_What the task asks_:
Output every record word for word.

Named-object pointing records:

::::

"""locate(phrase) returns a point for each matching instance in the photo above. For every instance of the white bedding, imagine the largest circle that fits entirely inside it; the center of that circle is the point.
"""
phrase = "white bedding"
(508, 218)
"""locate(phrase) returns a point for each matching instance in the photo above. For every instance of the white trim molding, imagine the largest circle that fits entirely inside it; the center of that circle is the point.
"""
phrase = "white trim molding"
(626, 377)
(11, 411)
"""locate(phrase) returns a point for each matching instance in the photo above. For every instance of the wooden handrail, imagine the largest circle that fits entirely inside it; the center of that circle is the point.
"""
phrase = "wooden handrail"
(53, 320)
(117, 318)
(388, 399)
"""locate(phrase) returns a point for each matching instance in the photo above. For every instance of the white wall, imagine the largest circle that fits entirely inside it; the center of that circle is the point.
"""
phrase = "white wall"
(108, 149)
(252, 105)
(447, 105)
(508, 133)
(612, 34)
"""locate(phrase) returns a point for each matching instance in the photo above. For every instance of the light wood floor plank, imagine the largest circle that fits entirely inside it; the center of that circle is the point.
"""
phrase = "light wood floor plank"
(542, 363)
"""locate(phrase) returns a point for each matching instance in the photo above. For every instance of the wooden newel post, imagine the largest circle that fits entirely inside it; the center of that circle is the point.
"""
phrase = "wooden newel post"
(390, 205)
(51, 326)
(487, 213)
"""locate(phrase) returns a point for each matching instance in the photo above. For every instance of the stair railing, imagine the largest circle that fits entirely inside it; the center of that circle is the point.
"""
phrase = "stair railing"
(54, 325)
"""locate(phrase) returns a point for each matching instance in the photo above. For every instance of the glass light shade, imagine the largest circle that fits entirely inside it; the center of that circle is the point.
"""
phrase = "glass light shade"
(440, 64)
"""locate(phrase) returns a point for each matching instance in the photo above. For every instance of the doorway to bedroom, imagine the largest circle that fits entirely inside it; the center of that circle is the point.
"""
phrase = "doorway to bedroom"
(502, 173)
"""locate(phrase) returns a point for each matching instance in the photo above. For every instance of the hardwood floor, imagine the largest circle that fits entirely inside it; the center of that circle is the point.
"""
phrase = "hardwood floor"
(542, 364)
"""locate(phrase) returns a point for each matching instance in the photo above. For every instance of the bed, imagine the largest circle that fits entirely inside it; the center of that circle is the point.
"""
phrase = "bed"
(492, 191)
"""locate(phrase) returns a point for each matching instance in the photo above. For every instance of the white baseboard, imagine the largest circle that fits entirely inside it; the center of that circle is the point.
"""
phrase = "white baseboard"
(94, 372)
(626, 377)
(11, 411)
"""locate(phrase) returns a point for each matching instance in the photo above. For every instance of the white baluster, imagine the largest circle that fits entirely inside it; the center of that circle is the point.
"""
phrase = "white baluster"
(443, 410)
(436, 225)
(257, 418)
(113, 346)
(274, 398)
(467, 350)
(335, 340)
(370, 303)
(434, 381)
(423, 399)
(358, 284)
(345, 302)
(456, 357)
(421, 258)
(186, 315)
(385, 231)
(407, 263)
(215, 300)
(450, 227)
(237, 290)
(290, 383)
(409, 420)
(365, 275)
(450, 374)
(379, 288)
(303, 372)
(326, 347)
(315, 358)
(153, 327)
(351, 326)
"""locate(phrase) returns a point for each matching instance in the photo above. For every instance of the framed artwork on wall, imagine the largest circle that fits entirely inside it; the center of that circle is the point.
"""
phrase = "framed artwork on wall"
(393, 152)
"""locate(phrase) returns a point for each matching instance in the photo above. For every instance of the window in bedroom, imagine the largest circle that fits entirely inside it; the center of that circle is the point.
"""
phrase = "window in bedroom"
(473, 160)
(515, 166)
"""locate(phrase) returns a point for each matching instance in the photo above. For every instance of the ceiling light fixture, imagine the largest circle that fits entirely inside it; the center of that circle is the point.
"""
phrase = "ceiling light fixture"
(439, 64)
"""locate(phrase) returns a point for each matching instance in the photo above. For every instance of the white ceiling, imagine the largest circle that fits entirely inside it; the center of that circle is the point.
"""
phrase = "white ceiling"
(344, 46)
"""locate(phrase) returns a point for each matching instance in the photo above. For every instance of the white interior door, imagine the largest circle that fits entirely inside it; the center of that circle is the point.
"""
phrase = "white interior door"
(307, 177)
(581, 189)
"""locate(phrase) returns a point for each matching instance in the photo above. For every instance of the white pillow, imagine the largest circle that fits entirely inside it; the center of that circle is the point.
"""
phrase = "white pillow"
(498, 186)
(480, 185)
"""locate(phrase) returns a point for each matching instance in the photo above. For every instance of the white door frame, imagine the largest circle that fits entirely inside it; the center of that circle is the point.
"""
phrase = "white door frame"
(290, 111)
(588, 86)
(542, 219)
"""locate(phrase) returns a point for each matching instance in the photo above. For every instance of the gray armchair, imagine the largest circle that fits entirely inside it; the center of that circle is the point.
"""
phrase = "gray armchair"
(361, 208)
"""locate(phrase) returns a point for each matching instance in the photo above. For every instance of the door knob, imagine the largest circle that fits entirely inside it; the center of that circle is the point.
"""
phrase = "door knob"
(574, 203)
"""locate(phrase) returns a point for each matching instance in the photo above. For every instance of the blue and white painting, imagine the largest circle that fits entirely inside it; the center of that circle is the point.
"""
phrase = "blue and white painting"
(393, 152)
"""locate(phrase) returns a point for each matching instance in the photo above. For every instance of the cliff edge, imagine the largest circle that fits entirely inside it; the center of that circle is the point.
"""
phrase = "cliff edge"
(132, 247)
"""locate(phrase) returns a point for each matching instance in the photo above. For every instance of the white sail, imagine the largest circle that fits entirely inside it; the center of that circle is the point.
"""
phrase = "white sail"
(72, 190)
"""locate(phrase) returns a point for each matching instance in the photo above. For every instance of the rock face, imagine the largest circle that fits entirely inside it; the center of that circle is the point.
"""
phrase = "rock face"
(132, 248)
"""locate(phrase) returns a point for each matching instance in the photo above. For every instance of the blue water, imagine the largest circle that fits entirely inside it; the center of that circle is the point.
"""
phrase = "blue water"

::::

_Worked solution_:
"""locate(phrase) returns a point for each matching instance in the photo above. For every instance of the white bedding, imagine the largest circle that fits entirely inside it; the center of that circle is the point.
"""
phrase = "white bedding"
(508, 218)
"""locate(phrase) returns a point for each matching instance in the photo above. For every instance of the white trim molding, imagine the largest circle that fits entirely inside it; the center of that circle is the point.
"""
phrase = "white trim molding"
(626, 377)
(11, 411)
"""locate(phrase) returns a point for each matching instance in the photo above. For every instance of the wooden handrail, imagine the largest circle that fits entirely inside it; the center of that circle is the point.
"""
phrase = "wooden handrail"
(53, 320)
(117, 318)
(388, 399)
"""locate(phrase) returns a point for each matching instance in the photo above. For every instance of the white wall, imagine the largest circle that fits entirely inside it; the center of that circle is the point.
"""
phrase = "white wall"
(108, 149)
(252, 105)
(447, 105)
(508, 133)
(612, 34)
"""locate(phrase) returns a point for each matching instance in the photo above. For every instance of the light wood floor plank, imagine the largest circle that fits entirely inside it; the center of that circle is the point.
"""
phrase = "light wood floor plank"
(542, 363)
"""locate(phrase) returns a point for each matching instance in the photo above. For every instance of the wooden newel post, imagine the largest circle that fits entirely inside it; the center of that circle is the point.
"""
phrase = "wooden newel post"
(390, 205)
(51, 326)
(487, 213)
"""locate(phrase) returns a point for each matching instance in the photo above. For every instance of the stair railing, imagine the largest circle that fits entirely inside it; the center of that circle is the point.
"""
phrase = "stair railing"
(54, 325)
"""locate(phrase) returns a point for each matching instance in the photo above. For every instance of the glass light shade, imagine the largest circle that fits entirely inside it; the center of that circle is the point.
"""
phrase = "glass light shade"
(440, 64)
"""locate(phrase) returns a point for each matching instance in the photo above. For every instance of the doorway to bedroom, imagine the largest circle that fits entirely inside it; the center of that circle is the point.
"""
phrase = "doorway to bedroom"
(502, 173)
"""locate(phrase) returns a point for each matching instance in the photo above. For every instance of the hardwood floor, imagine the largest circle that fits entirely inside it; the center of that circle is the point.
"""
phrase = "hardwood floor"
(542, 364)
"""locate(phrase) returns a point for each matching instance in the photo above. For every instance of the bed, imagine the largest circle that fits entirely inside it; the center of that circle is the point.
"""
phrase = "bed"
(492, 191)
"""locate(phrase) returns a point for each matching instance in the photo above. For every instance of the white baseboard, imagine the largest circle that fits entirely inside it; the center of that circle is the point.
"""
phrase = "white baseboard"
(94, 372)
(626, 377)
(11, 411)
"""locate(phrase) returns a point for each matching instance in the photo above. For every instance of the white baluster, imagine the largest circle that fits entirely inside it; the center of that circle is the point.
"""
phrase = "white baluster"
(443, 410)
(436, 225)
(257, 418)
(113, 346)
(274, 398)
(467, 350)
(335, 340)
(370, 303)
(434, 381)
(423, 399)
(358, 284)
(345, 302)
(456, 357)
(421, 258)
(186, 315)
(385, 231)
(407, 263)
(215, 300)
(450, 227)
(237, 290)
(290, 383)
(409, 420)
(365, 275)
(450, 374)
(379, 288)
(303, 372)
(326, 347)
(315, 358)
(153, 327)
(351, 326)
"""locate(phrase) returns a point for each matching instance in the photo above. For every instance of the framed artwork on wall, imagine the largest circle that fits entirely inside it; the center of that circle is the point.
"""
phrase = "framed artwork on wall"
(393, 152)
"""locate(phrase) returns a point for each matching instance in the photo above. For every instance of the window in bedroom, imagine the largest circle that fits entirely inside it; the center of that circle is the point.
"""
phrase = "window in bedroom"
(473, 160)
(515, 166)
"""locate(phrase) returns a point for each matching instance in the photo above. For every instance of the ceiling light fixture, imagine the largest circle that fits entirely inside it; the center of that circle is the point.
"""
phrase = "ceiling light fixture"
(439, 64)
"""locate(phrase) returns a point for each matching instance in the photo above. For every instance of the white ceiling, imagine the largest circle that fits entirely inside it; the center of that circle is the point.
"""
phrase = "white ceiling"
(344, 46)
"""locate(phrase) returns a point for each matching instance in the photo above. For every instance of the white interior door, imagine the largest circle that fits entirely inside it; the center of that circle is the point.
"""
phrase = "white interior door"
(307, 177)
(581, 189)
"""locate(phrase) returns a point for each matching instance in the photo above. For every instance of the white pillow, imagine the largest circle that fits entirely inside it; the center of that circle is the point.
"""
phrase = "white pillow"
(498, 186)
(480, 185)
"""locate(phrase) returns a point for each matching instance in the photo above. For every instance of the white door frame, imagine the largest circle that fits entirely inside it; the center of that circle is the point.
"""
phrase = "white door frame"
(290, 111)
(588, 86)
(542, 219)
"""locate(phrase) returns a point for each matching instance in the photo above. For every instance of the gray armchair, imagine the largest circle that fits entirely inside it; the center of that circle is the point.
"""
phrase = "gray armchair"
(361, 208)
"""locate(phrase) returns a point for each matching instance in the photo above. For every instance of the door knob, imagine the largest circle that fits entirely inside it; the center of that circle is the point.
"""
phrase = "door knob"
(574, 203)
"""locate(phrase) returns a point for each matching instance in the photo above. For every instance of the blue and white painting, imagine the largest circle that fits entirely inside it; the center of that circle is the point.
"""
phrase = "blue and white painting"
(393, 152)
"""locate(phrase) returns a point for each matching instance in the photo above. For every instance of the cliff edge, imagine the largest circle that fits entirely inside it; the center of that circle is the point.
"""
phrase = "cliff edge"
(132, 247)
"""locate(phrase) returns a point for each matching instance in the photo above. For every instance of the white sail, imagine the largest circle that fits entirely inside it; the center of that circle is the point.
"""
phrase = "white sail"
(72, 190)
"""locate(phrase) returns a point for each matching instance in the photo above. For every instance of the rock face, imagine the largest circle that fits entirely inside it; the center of that circle is the point.
"""
phrase = "rock face"
(132, 248)
"""locate(phrase) returns a point for each matching instance in the photo above. For every instance of the blue water, imagine the largest circle that fits entirely inside it; the center of that circle is the point.
"""
phrase = "blue water"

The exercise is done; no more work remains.